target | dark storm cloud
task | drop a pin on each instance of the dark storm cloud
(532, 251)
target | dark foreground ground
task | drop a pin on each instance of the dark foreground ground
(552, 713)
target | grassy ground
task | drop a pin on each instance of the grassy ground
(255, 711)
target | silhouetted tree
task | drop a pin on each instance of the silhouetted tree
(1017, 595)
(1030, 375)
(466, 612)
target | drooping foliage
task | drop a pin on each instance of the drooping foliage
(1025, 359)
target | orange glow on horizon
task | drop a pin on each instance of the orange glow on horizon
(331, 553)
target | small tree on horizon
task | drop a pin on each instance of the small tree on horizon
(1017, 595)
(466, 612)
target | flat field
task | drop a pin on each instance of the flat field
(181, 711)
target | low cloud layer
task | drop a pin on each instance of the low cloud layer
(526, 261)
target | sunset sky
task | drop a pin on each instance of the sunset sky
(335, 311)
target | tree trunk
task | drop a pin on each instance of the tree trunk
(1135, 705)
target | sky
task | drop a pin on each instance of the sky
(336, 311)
————————
Please write out all of the rows above word for word, in the same order.

**Result for this exercise**:
target | dark storm cloud
task | drop a pin on each instance of the dark storm cloud
(532, 251)
target | dark foreground ground
task | drop a pin on each instance of the dark foreground ground
(552, 713)
target | grassy ground
task | drop a pin on each instance of the grassy ground
(255, 711)
target | silhouetted tree
task | drop a pin on each instance of the silhouetted tree
(1017, 595)
(1030, 375)
(466, 612)
target | drooping foliage
task | drop a pin on each instance of the drooping foliage
(1025, 359)
target | orange glow on horizon
task | drop a pin on each instance of the orange glow on horizon
(331, 553)
target | small tree on horizon
task | drop a pin on each instance of the small tree on horizon
(1017, 595)
(466, 612)
target | flat field
task | drop a pin on each instance of the flat field
(181, 711)
target | low cloud layer
task | drop a pin on each instance of the low cloud layer
(526, 261)
target | sunset sky
task | drop a pin on each instance of the sunset sky
(335, 311)
target | tree trunk
task | drop a pin on each instance of the tree trunk
(1135, 705)
target | sky
task | drop a pin on each instance of the sky
(336, 311)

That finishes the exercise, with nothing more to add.